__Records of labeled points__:
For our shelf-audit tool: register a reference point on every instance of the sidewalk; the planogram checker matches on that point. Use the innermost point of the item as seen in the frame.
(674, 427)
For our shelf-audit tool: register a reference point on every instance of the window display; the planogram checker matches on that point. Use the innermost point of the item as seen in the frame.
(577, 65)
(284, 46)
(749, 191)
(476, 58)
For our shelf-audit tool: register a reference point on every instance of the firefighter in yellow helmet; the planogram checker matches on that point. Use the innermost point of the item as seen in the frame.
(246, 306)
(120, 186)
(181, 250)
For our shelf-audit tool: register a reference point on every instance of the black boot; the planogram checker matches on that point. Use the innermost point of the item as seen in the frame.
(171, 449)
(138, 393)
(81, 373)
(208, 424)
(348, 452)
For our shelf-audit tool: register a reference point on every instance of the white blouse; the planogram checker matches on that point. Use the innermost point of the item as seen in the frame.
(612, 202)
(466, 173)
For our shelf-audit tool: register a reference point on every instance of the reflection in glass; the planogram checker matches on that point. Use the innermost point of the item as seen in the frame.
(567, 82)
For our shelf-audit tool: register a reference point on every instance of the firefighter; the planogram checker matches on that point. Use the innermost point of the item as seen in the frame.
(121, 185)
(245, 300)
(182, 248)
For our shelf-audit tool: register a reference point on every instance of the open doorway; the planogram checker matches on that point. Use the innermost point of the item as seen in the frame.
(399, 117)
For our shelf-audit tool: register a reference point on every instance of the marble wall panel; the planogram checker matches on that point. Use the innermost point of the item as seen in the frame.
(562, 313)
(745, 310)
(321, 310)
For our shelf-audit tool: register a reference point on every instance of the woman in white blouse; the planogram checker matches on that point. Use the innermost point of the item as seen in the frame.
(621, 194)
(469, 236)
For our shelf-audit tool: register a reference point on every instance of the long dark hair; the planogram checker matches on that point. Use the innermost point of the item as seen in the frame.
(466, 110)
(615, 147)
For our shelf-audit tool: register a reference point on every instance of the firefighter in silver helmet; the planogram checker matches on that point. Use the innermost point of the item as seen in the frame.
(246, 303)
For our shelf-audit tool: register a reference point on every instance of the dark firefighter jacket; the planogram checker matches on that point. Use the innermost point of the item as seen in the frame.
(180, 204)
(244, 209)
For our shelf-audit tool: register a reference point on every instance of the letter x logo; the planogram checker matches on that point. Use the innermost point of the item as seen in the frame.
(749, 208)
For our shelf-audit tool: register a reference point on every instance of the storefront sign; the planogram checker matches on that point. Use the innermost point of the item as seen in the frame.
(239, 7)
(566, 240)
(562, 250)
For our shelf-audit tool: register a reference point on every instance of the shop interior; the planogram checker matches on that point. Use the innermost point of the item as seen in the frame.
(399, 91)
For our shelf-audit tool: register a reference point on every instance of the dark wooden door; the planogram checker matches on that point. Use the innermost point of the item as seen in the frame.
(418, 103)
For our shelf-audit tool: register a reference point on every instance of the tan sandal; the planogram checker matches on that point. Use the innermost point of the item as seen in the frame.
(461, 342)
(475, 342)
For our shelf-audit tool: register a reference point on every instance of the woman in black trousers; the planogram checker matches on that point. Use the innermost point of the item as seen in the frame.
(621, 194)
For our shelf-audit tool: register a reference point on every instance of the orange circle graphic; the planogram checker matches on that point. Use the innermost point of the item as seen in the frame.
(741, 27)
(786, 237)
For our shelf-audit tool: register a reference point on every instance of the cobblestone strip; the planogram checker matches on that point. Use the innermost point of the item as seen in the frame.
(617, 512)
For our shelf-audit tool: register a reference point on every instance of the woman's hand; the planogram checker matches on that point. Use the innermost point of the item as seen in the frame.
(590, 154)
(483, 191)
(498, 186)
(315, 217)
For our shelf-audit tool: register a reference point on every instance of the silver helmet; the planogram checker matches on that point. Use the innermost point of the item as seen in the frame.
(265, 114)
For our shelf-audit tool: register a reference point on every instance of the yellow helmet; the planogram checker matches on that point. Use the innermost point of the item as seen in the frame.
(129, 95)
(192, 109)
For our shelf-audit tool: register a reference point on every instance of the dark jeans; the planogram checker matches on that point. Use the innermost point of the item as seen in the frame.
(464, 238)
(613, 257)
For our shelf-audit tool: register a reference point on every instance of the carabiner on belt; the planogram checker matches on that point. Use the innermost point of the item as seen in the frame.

__Stated goal__: Quote each line of the listing above exactly.

__Task result__:
For our shelf-audit tool: register a reference point on every instance of the sidewalk; the planogram checker matches on that point. Use the innermost point of the item as seen in the frame.
(674, 427)
For our shelf-audit tool: register a reference point on every instance of the window display; the planogram checker matches on that point. Use the innermost point of the item as seen in the frame.
(577, 65)
(284, 46)
(749, 191)
(476, 58)
For our shelf-audit tool: register a reference point on every instance of the firefighter in yellow helmet; the planogram checker matches on that point. Use the innermost point of the item as seen in the frame.
(246, 306)
(120, 186)
(181, 250)
For our shelf-audit tool: register a reference point on every instance of the black boot; the planogram checker matches on that point. Use the innermost point of the item as seen in the frame.
(171, 449)
(138, 393)
(81, 373)
(208, 424)
(348, 452)
For our shelf-audit tool: register a reference point on every instance of the white blouse; the planogram checker matches on that point. Use the innermost point of the item as seen in the frame.
(612, 202)
(466, 173)
For our shelf-audit tool: register a reference point on every instance of the reflection in glass; the planogram checker matches on that point. Use the innermost point of the item as seen in the frame.
(567, 82)
For our shelf-audit tool: register a reference point on every instance of the firefighter; the planogram checker matches on that point. Use the innermost point of the item as seen in the frame.
(121, 185)
(245, 300)
(182, 248)
For our shelf-audit tool: register a reference point on every instance of the open doorway; the planogram checker matches on that point. Use the innermost point of the item as seen in the frame.
(399, 117)
For our shelf-audit tool: register a reference point on every instance of the marble wall panel; the planogram checker matches on that point. Use the innermost point of the item as seen in the frame.
(562, 313)
(745, 310)
(321, 310)
For our shelf-audit tool: register a reference point on every instance of the woman in white blouse; the planogram checker matches on that point. Use the innermost point of the item as seen in the frame.
(621, 194)
(469, 236)
For our shelf-audit tool: register a reference point on every instance of the long dark hair; the planogram checker matches on that point. Use the innermost point of the item as seen in the frame.
(466, 110)
(615, 147)
For our shelf-audit tool: register a reference point on every instance of the firefighter in silver helmet; the planogram checker matches on that point. Use the innermost point of the item as seen in the frame.
(246, 303)
For our shelf-audit tool: register a reference point on every instance of the dark firefighter jacket; the planogram checker matches on that point. Use the innermost point of the item as seen in the frame.
(180, 204)
(244, 209)
For our shelf-audit tool: register a reference point on every instance of the letter x logo; the planogram checker matches on that point. Use the innermost point of the item as seen in the frame.
(749, 208)
For our shelf-audit tool: register a reference point on every instance of the storefront sign; the planogram checker matches on that point. Use the innermost point of the item as seen in the frame.
(239, 7)
(566, 240)
(562, 250)
For our shelf-audit tool: register a reference point on every instance of the shop interior; the planogram checker matches on that point. Use the innermost point of the item as seen in the frame.
(399, 91)
For our shelf-audit tool: register a reference point on every instance of the dark wooden door; the planogram checker matches on that point. Use the innermost point of the item as seen in the frame.
(418, 103)
For our shelf-audit tool: register a reference point on every instance of the tan sandal; the planogram checker matches on that point. Use the innermost point of the item as seen in the frame.
(461, 342)
(475, 342)
For our shelf-audit tool: register a reference point on every instance of the woman in black trousers; the planogram checker matches on that point. Use the innermost point of the item as seen in the frame.
(621, 194)
For our shelf-audit tool: register a reference point on every instance of the orange circle graphic; the planogram checker matches on that point. Use the innermost point of the item as seen in the frame.
(741, 27)
(786, 237)
For our shelf-audit tool: register a reference point on every instance of the cobblestone strip; the planogram checker matches on that point. Use the innermost point of the item as seen in the frame.
(617, 512)
For our shelf-audit tool: register a reference point on every instance of the woman's hand; the planogram checker matches on that point. Use the innermost point of the item as seen in the frame.
(590, 154)
(483, 191)
(498, 186)
(315, 217)
For our shelf-audit tool: register a reference point on every instance of the silver helmet; the planogram checker matches on that point. Use the innermost point of the item as seen in the frame.
(265, 114)
For our shelf-audit tool: register a reference point on every instance of the yellow helmet; the planogram checker matches on that point. Use the innermost point of the item as seen in the frame.
(129, 95)
(192, 109)
For our shelf-audit tool: register a reference point on every instance of the dark jeans; the planogram checker matches on that point. Use the innermost point of the item as seen in the frame.
(464, 238)
(613, 257)
For our shelf-audit tool: register a reference point on every instance of the carabiner on belt; the planogram checker matches on that point. Use the innermost point of the item as seen in the frame.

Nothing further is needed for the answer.